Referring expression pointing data
━━━━━━━━

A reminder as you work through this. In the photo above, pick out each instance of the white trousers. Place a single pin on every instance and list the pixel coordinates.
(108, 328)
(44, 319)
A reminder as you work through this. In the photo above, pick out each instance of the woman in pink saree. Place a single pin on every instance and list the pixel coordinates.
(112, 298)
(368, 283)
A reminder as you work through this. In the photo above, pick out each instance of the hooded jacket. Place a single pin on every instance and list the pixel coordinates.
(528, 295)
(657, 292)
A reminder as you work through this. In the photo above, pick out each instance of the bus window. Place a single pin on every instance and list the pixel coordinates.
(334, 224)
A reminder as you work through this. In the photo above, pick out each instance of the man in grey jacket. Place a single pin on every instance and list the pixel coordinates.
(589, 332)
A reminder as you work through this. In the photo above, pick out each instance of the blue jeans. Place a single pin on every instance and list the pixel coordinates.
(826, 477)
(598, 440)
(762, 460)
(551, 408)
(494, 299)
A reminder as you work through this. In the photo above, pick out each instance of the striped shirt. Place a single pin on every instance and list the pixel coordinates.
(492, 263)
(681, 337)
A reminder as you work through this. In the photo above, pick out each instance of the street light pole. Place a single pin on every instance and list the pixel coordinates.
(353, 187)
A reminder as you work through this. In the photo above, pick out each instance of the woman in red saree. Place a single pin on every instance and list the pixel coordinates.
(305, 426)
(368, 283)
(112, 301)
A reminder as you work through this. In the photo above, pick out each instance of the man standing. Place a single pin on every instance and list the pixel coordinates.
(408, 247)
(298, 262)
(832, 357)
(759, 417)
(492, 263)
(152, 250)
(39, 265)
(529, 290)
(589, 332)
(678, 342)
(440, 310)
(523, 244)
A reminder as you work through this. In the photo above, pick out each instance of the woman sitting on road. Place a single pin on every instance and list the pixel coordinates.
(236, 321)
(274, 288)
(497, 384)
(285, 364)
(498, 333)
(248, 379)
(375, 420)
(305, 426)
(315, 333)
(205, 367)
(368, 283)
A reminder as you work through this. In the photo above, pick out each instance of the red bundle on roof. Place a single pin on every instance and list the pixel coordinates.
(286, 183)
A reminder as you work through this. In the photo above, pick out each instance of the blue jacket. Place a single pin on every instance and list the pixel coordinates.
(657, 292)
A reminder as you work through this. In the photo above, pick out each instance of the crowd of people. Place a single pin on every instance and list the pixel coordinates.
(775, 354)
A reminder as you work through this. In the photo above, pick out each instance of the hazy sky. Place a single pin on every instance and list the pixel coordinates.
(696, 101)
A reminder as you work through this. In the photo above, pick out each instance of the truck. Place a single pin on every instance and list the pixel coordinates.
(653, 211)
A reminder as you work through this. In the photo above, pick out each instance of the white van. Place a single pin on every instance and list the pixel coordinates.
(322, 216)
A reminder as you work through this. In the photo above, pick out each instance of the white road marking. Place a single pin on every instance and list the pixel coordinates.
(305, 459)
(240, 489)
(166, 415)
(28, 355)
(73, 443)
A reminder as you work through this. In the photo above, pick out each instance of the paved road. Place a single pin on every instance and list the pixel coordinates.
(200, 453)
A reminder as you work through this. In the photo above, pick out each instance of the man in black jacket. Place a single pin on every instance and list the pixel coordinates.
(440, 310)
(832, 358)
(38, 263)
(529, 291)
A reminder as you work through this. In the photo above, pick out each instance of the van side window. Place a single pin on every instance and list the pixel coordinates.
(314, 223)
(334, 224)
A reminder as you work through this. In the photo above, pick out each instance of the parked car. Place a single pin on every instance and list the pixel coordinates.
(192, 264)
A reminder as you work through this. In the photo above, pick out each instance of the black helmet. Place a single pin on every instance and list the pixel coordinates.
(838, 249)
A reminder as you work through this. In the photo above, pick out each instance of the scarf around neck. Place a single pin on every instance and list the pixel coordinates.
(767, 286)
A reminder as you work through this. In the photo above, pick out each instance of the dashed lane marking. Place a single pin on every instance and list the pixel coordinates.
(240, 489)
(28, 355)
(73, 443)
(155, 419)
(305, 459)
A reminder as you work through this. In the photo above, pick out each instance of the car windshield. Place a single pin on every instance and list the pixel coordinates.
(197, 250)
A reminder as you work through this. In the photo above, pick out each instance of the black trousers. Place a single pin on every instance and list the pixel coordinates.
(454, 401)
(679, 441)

━━━━━━━━

PROBLEM TO SOLVE>
Each record above needs to be set down again, word for word.

TASK OUTPUT>
A reminder as you work through this. In the photo above, pick out each instance of the white trousers. Place a single pin on every instance and list the pixel coordinates.
(108, 328)
(44, 319)
A reminder as you work through this. In the photo above, pick out each instance of the woman in pink saree. Place a single pin on every instance and list the pixel coordinates.
(112, 298)
(368, 283)
A reminder as you work through this. In the photo above, pick out each instance of the hooded jacket. Place a single pin on every instance and list the pixel coordinates.
(528, 295)
(657, 292)
A reminder as you work through this. In the photo above, pick out each instance of the bus window. Place a single pin on every instance and list the pixel coordinates.
(334, 224)
A reminder as you work through this. In the photo above, pick out each instance of the man in grey jacket. Place a single pin on every instance and list the pixel coordinates.
(589, 332)
A reminder as you work through this. In the photo above, pick out each instance of the blue jeans. Place a single pin on every instance and list the pixel coordinates.
(826, 477)
(598, 440)
(762, 460)
(551, 408)
(494, 299)
A reminder as you work through this. In the photo above, pick out each instance of the striped shirt. Place a single pin on every instance and list the pixel coordinates.
(492, 263)
(681, 337)
A reminder as you work through this. In the photo above, pick out each instance of the street light pole. Place a single pin on every instance and list the pixel coordinates.
(353, 187)
A reminder as you work through this. In the photo above, pick out each instance of the woman in red saree. Place a single pin on every instance and list the pixel coordinates.
(305, 426)
(368, 283)
(112, 301)
A reminder as you work through this. In the photo above, pick out each instance of the man standing. Place a single pin on every instance and list the pixel coordinates.
(408, 247)
(298, 262)
(832, 357)
(759, 417)
(492, 263)
(152, 250)
(39, 265)
(529, 290)
(589, 332)
(678, 342)
(440, 310)
(523, 244)
A reminder as you work through this. In the photo above, pick out each instance of the woman sitting on road. Place a single pin on every instance and list the pixel coordinates.
(236, 321)
(274, 288)
(497, 384)
(285, 364)
(498, 333)
(248, 379)
(375, 420)
(305, 426)
(315, 333)
(205, 367)
(368, 283)
A reminder as you work through this. In the photo above, pick out each instance of the red bundle on roof. Place a single pin on every instance and list the pixel coordinates.
(286, 183)
A reminder as you work through this. In the photo above, pick out each instance of the blue jacket. Place a single pin on every instance and list the pixel coordinates.
(657, 292)
A reminder as you work through this. In the photo above, pick out each instance of the crowd of people. Place a single pin on every instance and list the pixel coordinates.
(775, 354)
A reminder as you work through this. In the photo above, pick out each instance of the hazy sky. Place a single pin on every instance and list the pixel coordinates.
(696, 101)
A reminder as you work through this. In the photo above, pick out each instance of the truck. Place a single pin on every instance and list the pixel coordinates.
(653, 211)
A reminder as you work through this. In the photo above, pick out each instance of the white van. Place a single pin on every instance and list the pixel coordinates.
(322, 216)
A reminder as you work through this. In the photo above, pick out each instance of the white road marking. Place a single pin on every instance and list the pixel coordinates.
(305, 459)
(240, 489)
(166, 415)
(28, 355)
(73, 443)
A reminder as you work through this. In the photo above, pick out each instance of the paved road. Place a single pin on every instance and list the pixel coordinates.
(200, 453)
A reminder as you work through this. In the photo above, pick out each instance of the man in black jacket. Place a single pin on every instance and list the pixel coordinates.
(440, 310)
(832, 358)
(38, 263)
(529, 291)
A reminder as you work through this. In the photo above, pick out each instance of the van side window. Place a single pin on every instance and list the pixel coordinates.
(314, 223)
(334, 224)
A reminder as you work through this. In the photo above, pick out each instance of the parked car. Place a single pin on every instance and list the pixel coordinates.
(192, 264)
A reminder as you work through this. In the photo above, pick out each instance of the black helmet. Place a single pin on every instance and list the pixel coordinates.
(838, 249)
A reminder as you work through this. In the photo above, pick out each instance of the scarf around neck. Place a single pin on every instance and list the pixel coordinates.
(767, 286)
A reminder as you work through this. In the photo above, pick out each instance of the dashed lane marking. Place a single pin on every instance and list the pixel coordinates.
(240, 489)
(28, 355)
(73, 443)
(155, 419)
(305, 459)
A reminder as you work through this. In the photo above, pick out each instance of the car windshield. Place a single pin on every instance and list the pixel coordinates.
(197, 250)
A reminder as you work through this. In the photo above, pick out each instance of the black trousers. Place a single pin on every instance and list the pixel coordinates.
(454, 401)
(679, 441)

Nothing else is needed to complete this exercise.